Oireachtas Joint and Select Committees
Tuesday, 9 July 2024
Seanad Public Consultation Committee
The Future of Local Democracy: Discussion (Resumed)
9:00 am
Dr. Mark Callanan:
I thank the Cathaoirleach and the Members of Seanad Éireann for the kind invitation to attend today's public hearing on the future of local democracy. I am here as a former member, between 2011 and 2018, of the Council of Europe's group of independent experts on local self-government. To be clear, I am speaking in a personal capacity and not on behalf of my employer or any other organisation.
I have been interested to follow the debate thus far, both today and listening back to previous sessions. From my perspective, we look back at decades of multiple programmes for Government, White Papers, Green Papers and action programmes published by governments composed of different political parties. When we reflect on local government reform initiatives in other parts of Europe and further afield, several enduring themes regularly arise in debates over local government reform. Primary among these is getting the right structures, including debates over reconfiguration of boundaries in local government. In the Irish context, this happened most recently in 2014 with the establishment of municipal districts, the merger of some local authorities and the reconfiguration of regional structures.

## Questions
a: Revise the hearing transcript starting at "Oireachtas Joint and" and ending at "any other organisation.", replacing "public hearing" with "public session".
b: According to the hearing transcript, during which years did the speaker serve on the Council of Europe's group of independent experts on local self-government?
c: Decide whether each statement agrees with the hearing transcript. Answer yes or no, and quote the words that settle it.
(i) The speaker is addressing the committee on behalf of an employer.
(ii) Municipal districts were established in 2014.
(iii) The session began at 9:00 am.

## Listed entries
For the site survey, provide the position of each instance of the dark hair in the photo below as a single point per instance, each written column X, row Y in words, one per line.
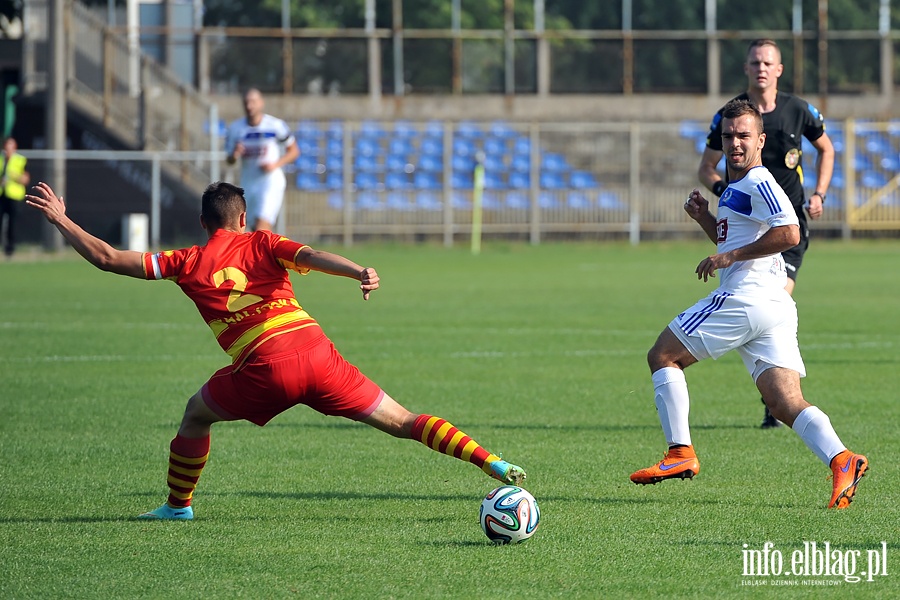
column 764, row 42
column 222, row 204
column 738, row 108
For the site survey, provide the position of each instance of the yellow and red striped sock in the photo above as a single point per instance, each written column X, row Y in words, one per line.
column 187, row 457
column 439, row 435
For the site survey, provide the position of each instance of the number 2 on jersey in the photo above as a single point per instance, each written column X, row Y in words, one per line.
column 237, row 299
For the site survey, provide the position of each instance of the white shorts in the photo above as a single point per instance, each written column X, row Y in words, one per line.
column 264, row 197
column 763, row 330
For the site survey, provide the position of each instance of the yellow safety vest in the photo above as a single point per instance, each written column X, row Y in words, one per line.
column 13, row 189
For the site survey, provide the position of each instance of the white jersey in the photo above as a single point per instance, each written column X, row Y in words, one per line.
column 748, row 208
column 264, row 143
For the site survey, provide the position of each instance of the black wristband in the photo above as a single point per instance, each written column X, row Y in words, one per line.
column 719, row 187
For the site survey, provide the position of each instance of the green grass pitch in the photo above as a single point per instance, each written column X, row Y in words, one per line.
column 538, row 352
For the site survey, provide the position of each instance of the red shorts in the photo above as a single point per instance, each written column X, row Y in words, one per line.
column 314, row 374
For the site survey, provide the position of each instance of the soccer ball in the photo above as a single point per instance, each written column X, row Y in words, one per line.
column 509, row 515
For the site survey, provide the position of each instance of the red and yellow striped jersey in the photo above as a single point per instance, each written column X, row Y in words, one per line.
column 240, row 285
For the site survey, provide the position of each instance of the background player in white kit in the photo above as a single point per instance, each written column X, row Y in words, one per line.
column 750, row 312
column 264, row 144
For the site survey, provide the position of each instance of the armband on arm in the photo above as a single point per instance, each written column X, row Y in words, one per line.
column 719, row 187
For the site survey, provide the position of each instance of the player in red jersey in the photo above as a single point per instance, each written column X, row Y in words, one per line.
column 280, row 356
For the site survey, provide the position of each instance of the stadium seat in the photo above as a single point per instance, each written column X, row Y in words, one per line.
column 494, row 146
column 397, row 181
column 493, row 181
column 519, row 180
column 366, row 163
column 518, row 200
column 520, row 163
column 548, row 200
column 365, row 180
column 425, row 180
column 399, row 146
column 579, row 201
column 552, row 181
column 501, row 129
column 430, row 163
column 431, row 146
column 494, row 163
column 429, row 201
column 461, row 180
column 397, row 162
column 398, row 201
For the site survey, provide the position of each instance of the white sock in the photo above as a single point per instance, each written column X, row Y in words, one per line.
column 814, row 428
column 672, row 404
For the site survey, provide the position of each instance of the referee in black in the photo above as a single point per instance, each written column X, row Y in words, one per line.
column 787, row 119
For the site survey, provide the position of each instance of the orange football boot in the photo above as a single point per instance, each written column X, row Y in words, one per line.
column 847, row 469
column 678, row 463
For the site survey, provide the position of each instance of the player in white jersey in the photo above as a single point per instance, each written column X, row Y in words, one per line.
column 750, row 312
column 264, row 144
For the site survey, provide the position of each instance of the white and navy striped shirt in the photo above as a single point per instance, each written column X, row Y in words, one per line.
column 748, row 208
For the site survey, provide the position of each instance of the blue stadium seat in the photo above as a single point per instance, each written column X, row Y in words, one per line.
column 501, row 129
column 398, row 201
column 366, row 163
column 397, row 181
column 396, row 162
column 372, row 129
column 548, row 200
column 365, row 180
column 425, row 180
column 462, row 163
column 461, row 180
column 579, row 201
column 519, row 180
column 494, row 181
column 520, row 163
column 552, row 181
column 432, row 146
column 430, row 163
column 495, row 146
column 494, row 163
column 400, row 146
column 522, row 145
column 429, row 201
column 583, row 180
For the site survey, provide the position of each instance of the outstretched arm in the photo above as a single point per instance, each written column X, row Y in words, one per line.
column 96, row 251
column 335, row 264
column 777, row 239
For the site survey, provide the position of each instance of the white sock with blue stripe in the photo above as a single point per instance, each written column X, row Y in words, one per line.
column 672, row 404
column 814, row 428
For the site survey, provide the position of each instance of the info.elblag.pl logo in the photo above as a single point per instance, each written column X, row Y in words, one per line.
column 828, row 565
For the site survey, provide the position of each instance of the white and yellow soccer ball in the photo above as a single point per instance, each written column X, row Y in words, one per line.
column 509, row 515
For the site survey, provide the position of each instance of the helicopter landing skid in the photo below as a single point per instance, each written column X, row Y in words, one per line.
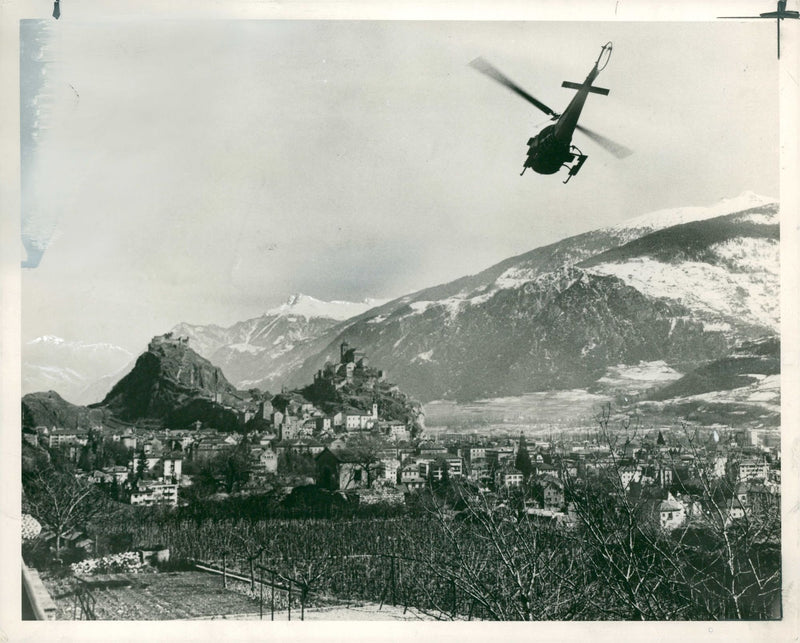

## Answers
a:
Oireachtas Joint and Select Committees
Tuesday, 9 July 2024
Seanad Public Consultation Committee
The Future of Local Democracy: Discussion (Resumed)
9:00 am
Dr. Mark Callanan:
I thank the Cathaoirleach and the Members of Seanad Éireann for the kind invitation to attend today's public session on the future of local democracy. I am here as a former member, between 2011 and 2018, of the Council of Europe's group of independent experts on local self-government. To be clear, I am speaking in a personal capacity and not on behalf of my employer or any other organisation.

b: From 2011 to 2018.

c:
(i) No: "I am speaking in a personal capacity and not on behalf of my employer or any other organisation."
(ii) Yes: "this happened most recently in 2014 with the establishment of municipal districts"
(iii) Yes: "9:00 am"